Task to complete: Your answer should give again, exactly, the lines from the beginning of the entries below through the line containing "Task: indicate the hooded". It must contain no pictures.

Records:
----

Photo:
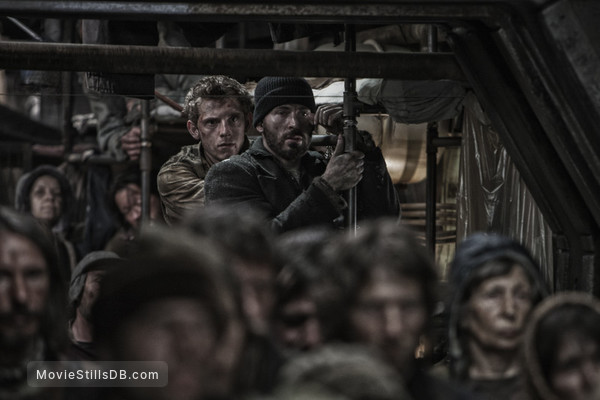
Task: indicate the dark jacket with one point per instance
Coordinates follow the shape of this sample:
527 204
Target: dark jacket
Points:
181 181
467 271
256 181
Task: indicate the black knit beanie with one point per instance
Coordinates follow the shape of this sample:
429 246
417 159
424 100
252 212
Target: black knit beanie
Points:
273 91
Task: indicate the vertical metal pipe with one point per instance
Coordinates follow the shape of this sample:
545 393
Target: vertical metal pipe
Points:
431 188
350 126
145 161
67 89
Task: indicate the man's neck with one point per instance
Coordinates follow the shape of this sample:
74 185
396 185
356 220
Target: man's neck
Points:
290 165
492 363
81 329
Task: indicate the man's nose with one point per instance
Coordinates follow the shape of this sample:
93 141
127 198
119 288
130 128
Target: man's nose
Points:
509 305
393 321
19 289
224 128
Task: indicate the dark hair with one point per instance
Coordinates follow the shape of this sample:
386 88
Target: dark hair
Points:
558 315
168 263
53 320
215 87
23 197
482 256
119 182
243 235
298 253
579 319
378 244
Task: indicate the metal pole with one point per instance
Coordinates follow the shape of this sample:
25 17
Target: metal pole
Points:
145 161
350 125
431 188
122 59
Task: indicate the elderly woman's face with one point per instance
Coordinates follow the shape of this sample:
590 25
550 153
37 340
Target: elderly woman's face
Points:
496 312
46 199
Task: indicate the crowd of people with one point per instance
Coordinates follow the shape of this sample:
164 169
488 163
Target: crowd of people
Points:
247 284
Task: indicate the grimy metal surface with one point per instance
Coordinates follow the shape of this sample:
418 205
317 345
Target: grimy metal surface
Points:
181 60
363 11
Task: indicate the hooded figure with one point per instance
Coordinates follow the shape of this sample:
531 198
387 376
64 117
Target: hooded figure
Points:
86 281
494 284
562 348
34 196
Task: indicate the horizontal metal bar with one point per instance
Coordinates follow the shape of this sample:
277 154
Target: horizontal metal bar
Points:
447 141
209 61
363 11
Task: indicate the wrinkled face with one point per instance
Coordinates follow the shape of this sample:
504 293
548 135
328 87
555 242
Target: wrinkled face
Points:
24 288
287 131
391 315
178 331
576 372
129 203
46 199
220 128
89 296
257 282
495 315
297 325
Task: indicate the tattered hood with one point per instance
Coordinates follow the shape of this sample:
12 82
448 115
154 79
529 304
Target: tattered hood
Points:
23 191
466 273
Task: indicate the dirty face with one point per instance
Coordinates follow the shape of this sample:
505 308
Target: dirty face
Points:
129 203
91 289
297 325
24 288
390 314
576 371
287 131
220 127
495 314
46 199
180 332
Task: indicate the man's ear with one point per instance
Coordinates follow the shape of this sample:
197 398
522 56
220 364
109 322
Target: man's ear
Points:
248 121
193 130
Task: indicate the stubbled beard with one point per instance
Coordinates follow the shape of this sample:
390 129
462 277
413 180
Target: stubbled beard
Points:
290 153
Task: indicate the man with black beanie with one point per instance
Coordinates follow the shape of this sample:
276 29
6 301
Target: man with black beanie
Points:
291 186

----

Reply to the exercise:
Photo:
Task: indicate the dark jacket with one point per instance
Coordinates follow the shape of this sample:
527 204
Target: dark jacket
Points:
181 181
467 271
256 181
Task: indicate the black knit beanie with one point per instance
Coordinates follow the shape of this sample:
429 246
417 159
424 100
252 212
Target: black knit beanie
Points:
273 91
Task: indicate the vertical metal pipe with one point per instance
Coordinates follow the shape of this sample:
545 393
Target: vertical metal pipe
Points:
431 188
350 126
145 161
67 89
Task: indicate the man's neck with one point per instance
Coordinates follow the shape of this sample:
74 185
396 185
356 220
Target: man's neck
Points:
290 165
492 363
81 329
Task: indicate the man's nose with one point per instance
Coordinates follow the shape of this sample:
93 141
127 198
119 288
130 128
Target: man's nose
Points:
509 305
393 321
19 289
224 128
Task: indicate the dark hair with one point per instance
Coordinates follow the shape of this sample:
386 88
Target: dark hair
Points:
558 315
168 263
53 320
215 87
23 197
482 256
119 182
243 235
298 253
579 319
378 244
Task: indicate the metal pole with one point per instance
Coordinates follow the shape of this sample:
25 17
Target: metal pole
Points:
145 161
350 125
431 188
122 59
Task: indicate the elderly woman's face with one point per instance
Coordinates follow the shape of this sample:
590 25
550 153
37 340
Target: elderly woman's face
Points:
496 312
46 199
Task: indicate the crowd of people with one point per instance
Coordinates follow the shape of this sample:
164 169
488 163
Target: crowd of people
Points:
247 284
Task: indicate the grimy metal surface with one point per instance
Coordinates follow the shape of this sample:
418 205
317 345
Target: grimy metal surface
Points:
181 60
363 11
Task: indicate the hooded figure with one point per instance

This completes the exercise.